=== EXERCISE DIRECTIONS ===
Among the lines below, count those with the word "white". Answer with the number only.

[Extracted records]
= Beginning of Section =

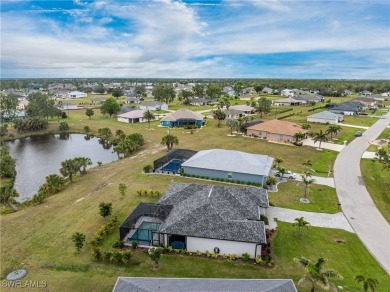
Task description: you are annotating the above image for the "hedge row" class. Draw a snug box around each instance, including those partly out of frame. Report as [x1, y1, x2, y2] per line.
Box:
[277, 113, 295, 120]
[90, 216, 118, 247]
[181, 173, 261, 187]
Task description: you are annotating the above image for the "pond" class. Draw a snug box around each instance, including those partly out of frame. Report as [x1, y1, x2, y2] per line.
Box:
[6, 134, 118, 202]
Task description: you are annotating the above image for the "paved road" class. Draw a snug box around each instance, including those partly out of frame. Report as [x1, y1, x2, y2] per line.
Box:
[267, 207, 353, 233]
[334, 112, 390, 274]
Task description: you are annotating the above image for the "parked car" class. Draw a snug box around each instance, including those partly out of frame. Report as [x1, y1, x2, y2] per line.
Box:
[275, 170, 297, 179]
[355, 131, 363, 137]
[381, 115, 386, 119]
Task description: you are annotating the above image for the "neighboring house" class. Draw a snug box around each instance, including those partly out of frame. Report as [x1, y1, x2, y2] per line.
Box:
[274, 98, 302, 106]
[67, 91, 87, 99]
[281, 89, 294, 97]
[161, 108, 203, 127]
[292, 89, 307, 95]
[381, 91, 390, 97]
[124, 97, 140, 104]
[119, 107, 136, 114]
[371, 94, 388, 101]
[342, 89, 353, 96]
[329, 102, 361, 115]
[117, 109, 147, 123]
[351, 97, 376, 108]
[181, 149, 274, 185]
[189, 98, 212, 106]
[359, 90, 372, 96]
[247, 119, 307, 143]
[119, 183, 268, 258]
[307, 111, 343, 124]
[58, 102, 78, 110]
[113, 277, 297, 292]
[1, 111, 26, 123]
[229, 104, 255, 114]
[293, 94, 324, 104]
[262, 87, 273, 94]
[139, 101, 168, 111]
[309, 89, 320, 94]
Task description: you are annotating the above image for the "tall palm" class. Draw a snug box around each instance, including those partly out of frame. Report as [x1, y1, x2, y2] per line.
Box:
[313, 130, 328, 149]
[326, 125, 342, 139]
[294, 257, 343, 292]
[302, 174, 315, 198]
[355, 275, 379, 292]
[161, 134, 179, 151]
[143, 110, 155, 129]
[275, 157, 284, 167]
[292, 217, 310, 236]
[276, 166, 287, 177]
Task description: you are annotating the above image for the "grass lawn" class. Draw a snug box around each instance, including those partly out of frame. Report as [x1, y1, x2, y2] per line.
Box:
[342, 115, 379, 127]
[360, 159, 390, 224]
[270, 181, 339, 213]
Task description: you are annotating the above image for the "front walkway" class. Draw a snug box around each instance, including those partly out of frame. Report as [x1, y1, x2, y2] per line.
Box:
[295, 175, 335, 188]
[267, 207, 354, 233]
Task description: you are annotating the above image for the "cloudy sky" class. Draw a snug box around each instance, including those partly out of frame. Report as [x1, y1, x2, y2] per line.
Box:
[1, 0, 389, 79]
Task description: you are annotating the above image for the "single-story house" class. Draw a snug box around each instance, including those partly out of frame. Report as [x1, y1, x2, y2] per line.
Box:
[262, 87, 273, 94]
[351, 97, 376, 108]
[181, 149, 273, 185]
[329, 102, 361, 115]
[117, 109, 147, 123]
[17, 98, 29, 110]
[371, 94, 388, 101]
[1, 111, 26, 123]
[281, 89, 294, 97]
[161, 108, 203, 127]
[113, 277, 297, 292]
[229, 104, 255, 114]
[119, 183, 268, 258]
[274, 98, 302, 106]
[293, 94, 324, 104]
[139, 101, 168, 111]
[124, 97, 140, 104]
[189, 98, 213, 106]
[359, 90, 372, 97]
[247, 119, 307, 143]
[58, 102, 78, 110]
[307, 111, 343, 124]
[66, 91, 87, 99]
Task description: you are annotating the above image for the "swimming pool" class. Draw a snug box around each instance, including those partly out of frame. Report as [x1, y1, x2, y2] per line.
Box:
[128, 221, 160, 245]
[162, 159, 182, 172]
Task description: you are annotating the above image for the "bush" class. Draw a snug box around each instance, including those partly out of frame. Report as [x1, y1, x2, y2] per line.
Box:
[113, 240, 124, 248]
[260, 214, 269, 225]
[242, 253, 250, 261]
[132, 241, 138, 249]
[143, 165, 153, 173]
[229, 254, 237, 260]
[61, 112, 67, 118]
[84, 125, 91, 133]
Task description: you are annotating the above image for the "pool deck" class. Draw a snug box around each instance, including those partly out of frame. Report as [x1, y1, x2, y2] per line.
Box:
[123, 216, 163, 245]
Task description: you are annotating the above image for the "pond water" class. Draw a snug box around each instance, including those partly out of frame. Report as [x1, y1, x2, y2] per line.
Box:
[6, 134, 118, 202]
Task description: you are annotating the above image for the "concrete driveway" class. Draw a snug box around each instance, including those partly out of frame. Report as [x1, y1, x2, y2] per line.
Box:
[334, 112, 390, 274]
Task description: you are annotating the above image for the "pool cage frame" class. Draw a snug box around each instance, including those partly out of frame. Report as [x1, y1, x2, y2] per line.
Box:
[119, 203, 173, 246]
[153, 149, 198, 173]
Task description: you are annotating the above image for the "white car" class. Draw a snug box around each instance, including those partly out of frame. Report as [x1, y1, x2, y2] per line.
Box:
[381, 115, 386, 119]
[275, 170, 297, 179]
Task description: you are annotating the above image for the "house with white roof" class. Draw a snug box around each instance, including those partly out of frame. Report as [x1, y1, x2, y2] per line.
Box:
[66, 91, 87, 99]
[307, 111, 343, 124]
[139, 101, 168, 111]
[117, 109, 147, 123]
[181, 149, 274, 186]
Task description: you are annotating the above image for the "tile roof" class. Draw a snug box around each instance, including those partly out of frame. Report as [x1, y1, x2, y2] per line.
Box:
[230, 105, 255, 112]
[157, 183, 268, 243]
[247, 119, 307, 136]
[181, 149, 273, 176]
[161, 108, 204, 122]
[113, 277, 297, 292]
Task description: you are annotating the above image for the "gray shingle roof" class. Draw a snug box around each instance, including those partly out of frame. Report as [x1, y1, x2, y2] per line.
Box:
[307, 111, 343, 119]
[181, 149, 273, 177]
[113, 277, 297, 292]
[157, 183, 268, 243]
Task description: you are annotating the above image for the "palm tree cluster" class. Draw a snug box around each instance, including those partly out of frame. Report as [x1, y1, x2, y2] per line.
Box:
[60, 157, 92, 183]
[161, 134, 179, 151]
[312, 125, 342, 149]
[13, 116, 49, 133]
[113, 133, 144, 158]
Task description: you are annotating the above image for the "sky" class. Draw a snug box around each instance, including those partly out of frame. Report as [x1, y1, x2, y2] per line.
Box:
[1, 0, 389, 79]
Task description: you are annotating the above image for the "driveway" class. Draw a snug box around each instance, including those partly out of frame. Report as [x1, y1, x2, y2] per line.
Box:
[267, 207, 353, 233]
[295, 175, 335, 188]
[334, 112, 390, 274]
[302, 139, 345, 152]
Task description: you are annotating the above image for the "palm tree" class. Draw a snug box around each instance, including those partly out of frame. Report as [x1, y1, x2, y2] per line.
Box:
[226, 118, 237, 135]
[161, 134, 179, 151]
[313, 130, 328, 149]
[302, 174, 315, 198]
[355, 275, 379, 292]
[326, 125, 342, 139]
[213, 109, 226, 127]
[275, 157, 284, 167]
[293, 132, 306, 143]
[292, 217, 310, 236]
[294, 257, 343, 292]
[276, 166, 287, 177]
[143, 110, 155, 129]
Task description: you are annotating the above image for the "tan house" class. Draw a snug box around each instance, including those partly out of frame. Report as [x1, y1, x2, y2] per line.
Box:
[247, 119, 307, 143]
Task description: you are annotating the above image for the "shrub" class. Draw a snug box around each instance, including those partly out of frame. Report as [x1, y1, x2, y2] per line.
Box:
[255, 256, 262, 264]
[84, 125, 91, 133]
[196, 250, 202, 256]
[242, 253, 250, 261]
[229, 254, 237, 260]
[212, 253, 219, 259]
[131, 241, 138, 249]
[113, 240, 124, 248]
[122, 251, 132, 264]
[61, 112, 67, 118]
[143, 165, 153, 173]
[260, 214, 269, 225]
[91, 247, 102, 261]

= End of Section =

=== SOLUTION TO THIS TASK ===
2